- First appearance: "The Big Game"
- Created by: William Hanna Joseph Barbera
- Voiced by: Allan Melvin (1964–1994) Daws Butler (1973) Jeff Bergman (Web Premiere Toons, 2001-present) Maurice LaMarche (Harvey Birdman, Attorney at Law) Frank Welker (Scooby-Doo and Guess Who?) Paul F. Tompkins (Jellystone!, 2021–2025)

In-universe information
- Species: Western Lowland Gorilla
- Gender: Male

= Magilla Gorilla =

American animated television character

Magilla Gorilla is a fictional gorilla and the star of The Magilla Gorilla Show by Hanna-Barbera that aired from 1964 to 1967. The original show (broadcast Jan. 1964 to Sept. 1965) featured 31 half-hour episodes each consisting of 3 separate cartoons (starring "Magilla Gorilla", "Punkin Puss" and "Ricochet Rabbit").

==Character description==
Magilla Gorilla (voiced by Allan Melvin) is a fun-loving yet trouble-prone anthropomorphic Western gorilla who spends his time languishing in the front display window of Melvin Peebles' pet shop, eating bananas and being a drain on the shop's finances. Peebles (voiced by Howard Morris and later by Don Messick) frequently marks down his price considerably, but purchasers of Magilla always ended up returning him due to Magilla's antics or other circumstances, forcing Peebles to give a refund; Magilla would often end episodes with his catchphrase "We'll try again next week!"

Like many of Hanna-Barbera's animal characters, Magilla Gorilla sported human accessories: a purple bow tie, red shorts held up by green suspenders, a purple undersized derby hat, and brown dress shoes.

The only customer truly interested in owning Magilla was a little girl named Ogee (voiced by Jean Vander Pyl and pronounced "Oh Gee!"). During the cartoon's theme song, "We've Got a Gorilla for Sale," she asks hopefully, "How much is that gorilla in the window?" (a twist on the old standard, "(How Much Is) That Doggie in the Window?", but she was never able to convince her parents to let her keep him.

In Yiddish, a megillah is a long, tedious, or embroidered account, from the Hebrew megillah, a story written in a scroll. The first episode "Big Game" has Magilla saying, "Such a megillah over a gorilla."

==Episodes==
===Season 1 (1964)===

| No. overall | No. in season | Title | Original release date |
| 1 | 1 | "Big Game" | January 14, 1964 |
Peebles sells Magilla to J. Whimple Dimple, who is intent on hunting the gorilla for his taxidermy collection.
| 2 | 2 | "Gridiron Gorilla" | January 21, 1964 |
Peebles gives Magilla away to a football coach, who recruits him as a fullback in the Pennsyltucky Lions team against the Wabash Cannonballs.
| 3 | 3 | "Private Magilla" | January 28, 1964 |
Magilla has been drafted into the US Army. He performs so well at his duty that Private Gorilla is slated for a special mission: being the first American to land on the Moon.

> [JOB] In the Magilla Gorilla article, what catchphrase does Magilla often use to end episodes? Rely only on the Magilla Gorilla article for this.

> [MATERIAL SUPPLIED]
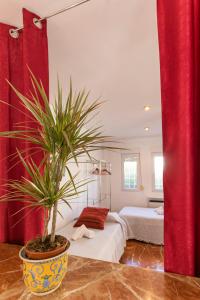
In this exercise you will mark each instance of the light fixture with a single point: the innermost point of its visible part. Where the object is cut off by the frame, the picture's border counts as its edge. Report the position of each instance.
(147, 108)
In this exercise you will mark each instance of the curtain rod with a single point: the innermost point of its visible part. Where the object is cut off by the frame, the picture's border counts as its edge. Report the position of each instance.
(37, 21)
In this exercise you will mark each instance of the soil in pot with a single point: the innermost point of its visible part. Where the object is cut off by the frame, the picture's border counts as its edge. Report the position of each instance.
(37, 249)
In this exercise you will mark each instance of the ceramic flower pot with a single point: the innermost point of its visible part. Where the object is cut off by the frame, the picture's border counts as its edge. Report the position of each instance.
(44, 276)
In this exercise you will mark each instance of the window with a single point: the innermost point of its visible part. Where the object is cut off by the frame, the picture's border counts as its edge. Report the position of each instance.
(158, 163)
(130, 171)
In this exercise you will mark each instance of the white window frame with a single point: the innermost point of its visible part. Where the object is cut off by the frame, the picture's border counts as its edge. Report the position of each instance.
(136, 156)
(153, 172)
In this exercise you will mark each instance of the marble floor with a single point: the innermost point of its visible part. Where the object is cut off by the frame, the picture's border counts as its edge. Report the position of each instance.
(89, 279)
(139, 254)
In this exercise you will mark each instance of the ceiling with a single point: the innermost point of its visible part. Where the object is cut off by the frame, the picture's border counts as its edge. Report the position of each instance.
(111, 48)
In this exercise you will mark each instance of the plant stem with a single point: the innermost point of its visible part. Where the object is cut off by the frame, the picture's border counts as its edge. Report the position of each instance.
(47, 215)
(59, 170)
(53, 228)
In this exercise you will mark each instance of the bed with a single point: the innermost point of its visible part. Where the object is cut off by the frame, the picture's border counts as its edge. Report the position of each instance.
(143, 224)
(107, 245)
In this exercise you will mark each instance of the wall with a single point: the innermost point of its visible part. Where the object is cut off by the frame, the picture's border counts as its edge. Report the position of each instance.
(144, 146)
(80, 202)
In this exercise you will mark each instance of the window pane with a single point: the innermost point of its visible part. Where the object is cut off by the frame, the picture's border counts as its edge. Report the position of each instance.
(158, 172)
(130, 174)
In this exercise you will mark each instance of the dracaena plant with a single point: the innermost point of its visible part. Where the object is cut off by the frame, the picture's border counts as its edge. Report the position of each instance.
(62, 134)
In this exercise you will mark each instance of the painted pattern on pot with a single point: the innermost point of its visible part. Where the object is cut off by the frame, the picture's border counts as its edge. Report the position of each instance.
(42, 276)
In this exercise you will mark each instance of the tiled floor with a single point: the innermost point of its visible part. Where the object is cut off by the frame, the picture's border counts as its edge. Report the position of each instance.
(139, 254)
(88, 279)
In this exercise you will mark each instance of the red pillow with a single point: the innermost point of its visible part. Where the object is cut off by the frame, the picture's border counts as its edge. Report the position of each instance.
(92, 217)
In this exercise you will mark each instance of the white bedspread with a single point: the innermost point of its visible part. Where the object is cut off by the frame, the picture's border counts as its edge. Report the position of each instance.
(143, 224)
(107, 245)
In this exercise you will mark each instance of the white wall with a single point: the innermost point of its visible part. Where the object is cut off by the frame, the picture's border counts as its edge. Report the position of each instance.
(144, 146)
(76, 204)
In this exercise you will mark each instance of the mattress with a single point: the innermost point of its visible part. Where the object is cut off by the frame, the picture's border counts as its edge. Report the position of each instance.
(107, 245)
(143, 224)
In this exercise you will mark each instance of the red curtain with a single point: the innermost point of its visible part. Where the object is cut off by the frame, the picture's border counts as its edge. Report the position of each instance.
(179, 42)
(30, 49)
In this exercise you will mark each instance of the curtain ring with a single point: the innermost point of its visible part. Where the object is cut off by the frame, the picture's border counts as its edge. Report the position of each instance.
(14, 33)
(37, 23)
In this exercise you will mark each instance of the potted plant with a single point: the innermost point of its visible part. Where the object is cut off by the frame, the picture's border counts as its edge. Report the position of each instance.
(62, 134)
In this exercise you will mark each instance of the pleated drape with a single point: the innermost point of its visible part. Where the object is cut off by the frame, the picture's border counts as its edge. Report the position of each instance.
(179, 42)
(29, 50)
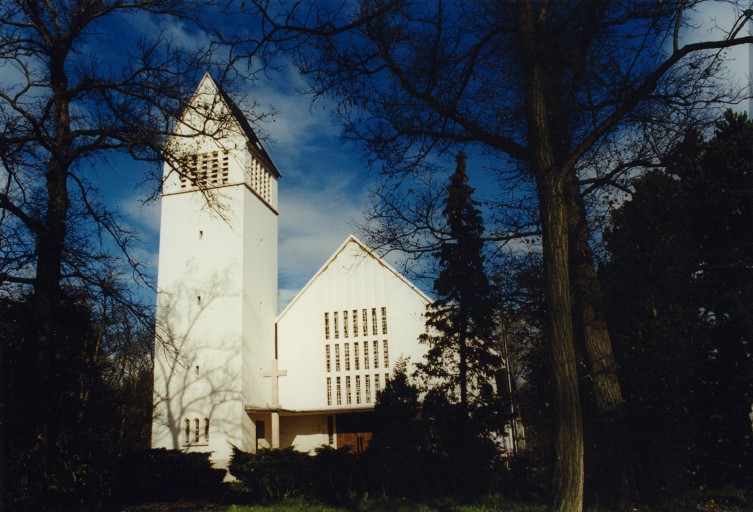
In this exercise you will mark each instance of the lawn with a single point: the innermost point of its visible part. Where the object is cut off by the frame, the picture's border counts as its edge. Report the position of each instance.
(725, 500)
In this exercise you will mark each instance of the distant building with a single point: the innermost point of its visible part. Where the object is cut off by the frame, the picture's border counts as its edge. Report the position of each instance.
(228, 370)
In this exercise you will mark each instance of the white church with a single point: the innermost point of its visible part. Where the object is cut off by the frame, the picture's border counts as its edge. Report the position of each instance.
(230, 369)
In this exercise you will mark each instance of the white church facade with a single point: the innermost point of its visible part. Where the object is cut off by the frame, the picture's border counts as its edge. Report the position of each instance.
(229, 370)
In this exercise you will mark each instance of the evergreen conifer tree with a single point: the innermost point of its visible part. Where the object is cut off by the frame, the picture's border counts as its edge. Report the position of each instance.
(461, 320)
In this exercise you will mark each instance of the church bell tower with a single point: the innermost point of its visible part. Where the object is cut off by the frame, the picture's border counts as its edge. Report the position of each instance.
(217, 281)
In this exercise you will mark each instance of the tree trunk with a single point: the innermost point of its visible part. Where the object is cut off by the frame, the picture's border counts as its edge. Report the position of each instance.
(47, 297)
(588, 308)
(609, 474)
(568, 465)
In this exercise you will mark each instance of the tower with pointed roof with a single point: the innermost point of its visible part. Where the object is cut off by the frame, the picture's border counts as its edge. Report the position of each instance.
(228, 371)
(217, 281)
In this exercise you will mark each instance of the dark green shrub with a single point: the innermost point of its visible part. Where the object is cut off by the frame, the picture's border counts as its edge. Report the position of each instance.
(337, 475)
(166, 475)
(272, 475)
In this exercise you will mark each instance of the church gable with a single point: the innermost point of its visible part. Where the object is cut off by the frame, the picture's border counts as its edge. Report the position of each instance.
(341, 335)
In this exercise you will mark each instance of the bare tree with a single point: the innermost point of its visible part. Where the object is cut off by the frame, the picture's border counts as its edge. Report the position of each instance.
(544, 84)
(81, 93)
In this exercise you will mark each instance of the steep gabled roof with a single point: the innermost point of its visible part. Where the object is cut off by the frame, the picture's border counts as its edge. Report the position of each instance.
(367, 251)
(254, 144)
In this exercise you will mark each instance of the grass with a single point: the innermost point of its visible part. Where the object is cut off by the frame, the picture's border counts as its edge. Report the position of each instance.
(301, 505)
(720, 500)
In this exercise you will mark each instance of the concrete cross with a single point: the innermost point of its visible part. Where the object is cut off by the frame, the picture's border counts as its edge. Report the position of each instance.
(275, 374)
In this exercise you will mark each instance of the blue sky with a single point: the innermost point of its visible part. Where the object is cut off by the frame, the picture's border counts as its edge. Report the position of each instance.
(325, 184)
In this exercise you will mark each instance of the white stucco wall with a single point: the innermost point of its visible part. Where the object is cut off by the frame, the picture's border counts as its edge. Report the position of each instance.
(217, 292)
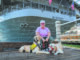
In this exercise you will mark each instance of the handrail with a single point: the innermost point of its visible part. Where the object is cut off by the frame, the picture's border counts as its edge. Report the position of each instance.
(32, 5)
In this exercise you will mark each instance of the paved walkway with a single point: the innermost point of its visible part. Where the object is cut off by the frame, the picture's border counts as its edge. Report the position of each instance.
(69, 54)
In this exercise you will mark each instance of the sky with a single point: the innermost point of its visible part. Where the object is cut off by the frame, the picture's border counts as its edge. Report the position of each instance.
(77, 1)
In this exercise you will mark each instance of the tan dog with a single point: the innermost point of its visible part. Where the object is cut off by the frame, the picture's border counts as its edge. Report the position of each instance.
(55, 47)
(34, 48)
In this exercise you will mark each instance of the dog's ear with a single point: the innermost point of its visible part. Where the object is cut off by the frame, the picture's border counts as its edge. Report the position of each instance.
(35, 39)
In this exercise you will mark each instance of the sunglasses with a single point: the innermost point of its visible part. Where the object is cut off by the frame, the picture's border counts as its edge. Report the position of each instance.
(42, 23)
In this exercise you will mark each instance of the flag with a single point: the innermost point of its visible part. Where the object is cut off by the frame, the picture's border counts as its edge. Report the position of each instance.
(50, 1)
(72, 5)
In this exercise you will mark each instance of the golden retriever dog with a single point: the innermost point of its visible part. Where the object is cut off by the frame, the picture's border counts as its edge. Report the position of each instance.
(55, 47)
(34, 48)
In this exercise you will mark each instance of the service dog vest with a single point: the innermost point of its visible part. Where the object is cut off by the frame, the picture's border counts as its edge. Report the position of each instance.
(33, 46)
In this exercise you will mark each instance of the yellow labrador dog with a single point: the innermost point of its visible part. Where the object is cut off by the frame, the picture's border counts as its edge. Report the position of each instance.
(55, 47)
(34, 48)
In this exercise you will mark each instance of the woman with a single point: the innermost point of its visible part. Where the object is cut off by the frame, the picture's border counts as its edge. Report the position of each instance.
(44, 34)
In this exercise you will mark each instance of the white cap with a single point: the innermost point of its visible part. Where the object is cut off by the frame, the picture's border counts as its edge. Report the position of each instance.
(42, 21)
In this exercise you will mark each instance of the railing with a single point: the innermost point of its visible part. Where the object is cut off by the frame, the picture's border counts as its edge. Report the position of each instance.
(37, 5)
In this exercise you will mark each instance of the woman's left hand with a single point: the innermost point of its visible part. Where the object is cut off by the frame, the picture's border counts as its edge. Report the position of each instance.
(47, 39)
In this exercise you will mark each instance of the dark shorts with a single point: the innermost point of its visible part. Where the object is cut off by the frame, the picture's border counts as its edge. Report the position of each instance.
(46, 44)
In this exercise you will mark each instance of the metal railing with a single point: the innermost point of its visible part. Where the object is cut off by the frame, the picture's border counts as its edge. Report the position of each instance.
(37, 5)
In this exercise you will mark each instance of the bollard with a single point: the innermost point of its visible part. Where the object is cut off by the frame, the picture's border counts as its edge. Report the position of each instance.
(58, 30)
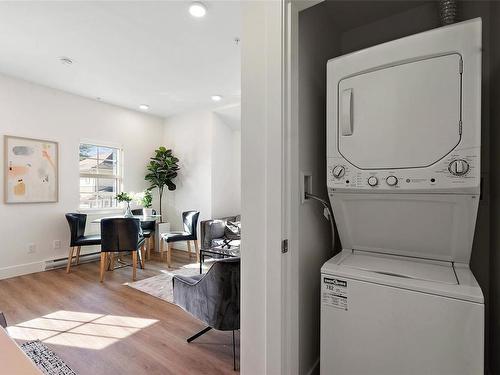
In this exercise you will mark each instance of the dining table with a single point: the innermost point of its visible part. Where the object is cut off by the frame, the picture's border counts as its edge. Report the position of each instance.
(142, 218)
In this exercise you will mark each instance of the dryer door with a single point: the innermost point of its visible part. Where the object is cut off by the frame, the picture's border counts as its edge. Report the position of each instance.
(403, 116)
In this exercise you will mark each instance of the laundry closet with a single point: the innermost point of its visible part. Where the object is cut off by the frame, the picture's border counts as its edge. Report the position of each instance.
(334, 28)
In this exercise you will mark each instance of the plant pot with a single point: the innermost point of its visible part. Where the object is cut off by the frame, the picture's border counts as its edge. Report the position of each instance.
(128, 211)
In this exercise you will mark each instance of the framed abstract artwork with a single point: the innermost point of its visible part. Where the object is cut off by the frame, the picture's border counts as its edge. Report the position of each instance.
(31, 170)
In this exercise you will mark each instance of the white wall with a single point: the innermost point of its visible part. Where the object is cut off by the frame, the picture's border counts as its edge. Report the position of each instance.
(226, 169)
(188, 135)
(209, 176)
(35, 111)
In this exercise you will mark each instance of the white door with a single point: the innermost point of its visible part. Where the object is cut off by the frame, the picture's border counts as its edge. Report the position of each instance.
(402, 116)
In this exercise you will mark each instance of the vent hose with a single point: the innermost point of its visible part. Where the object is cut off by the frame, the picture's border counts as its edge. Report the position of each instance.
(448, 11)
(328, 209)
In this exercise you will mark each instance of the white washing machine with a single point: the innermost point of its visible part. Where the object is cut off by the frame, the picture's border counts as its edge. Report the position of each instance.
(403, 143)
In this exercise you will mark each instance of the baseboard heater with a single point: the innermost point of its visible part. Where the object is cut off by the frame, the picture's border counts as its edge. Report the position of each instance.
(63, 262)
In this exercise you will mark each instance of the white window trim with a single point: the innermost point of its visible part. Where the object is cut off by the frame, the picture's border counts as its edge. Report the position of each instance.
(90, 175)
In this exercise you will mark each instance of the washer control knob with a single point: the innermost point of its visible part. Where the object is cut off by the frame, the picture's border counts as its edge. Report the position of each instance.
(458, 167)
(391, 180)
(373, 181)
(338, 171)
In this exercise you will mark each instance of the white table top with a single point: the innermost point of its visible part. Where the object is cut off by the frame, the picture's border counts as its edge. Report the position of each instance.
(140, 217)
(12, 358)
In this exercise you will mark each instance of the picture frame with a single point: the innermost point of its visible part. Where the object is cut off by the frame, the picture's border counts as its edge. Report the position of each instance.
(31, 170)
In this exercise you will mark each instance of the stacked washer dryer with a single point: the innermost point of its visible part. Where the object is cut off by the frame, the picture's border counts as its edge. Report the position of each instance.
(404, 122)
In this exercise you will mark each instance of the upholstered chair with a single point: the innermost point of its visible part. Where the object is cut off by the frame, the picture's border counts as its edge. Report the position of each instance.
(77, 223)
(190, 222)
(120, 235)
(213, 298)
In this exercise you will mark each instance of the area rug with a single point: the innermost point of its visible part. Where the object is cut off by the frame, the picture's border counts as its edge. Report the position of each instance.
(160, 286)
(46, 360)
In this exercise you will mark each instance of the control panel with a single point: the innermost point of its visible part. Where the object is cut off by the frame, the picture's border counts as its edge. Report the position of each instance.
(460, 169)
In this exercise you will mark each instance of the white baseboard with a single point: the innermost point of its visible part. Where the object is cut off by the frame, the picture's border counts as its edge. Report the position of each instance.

> [WRITTEN SOLUTION] "We'll try again next week!"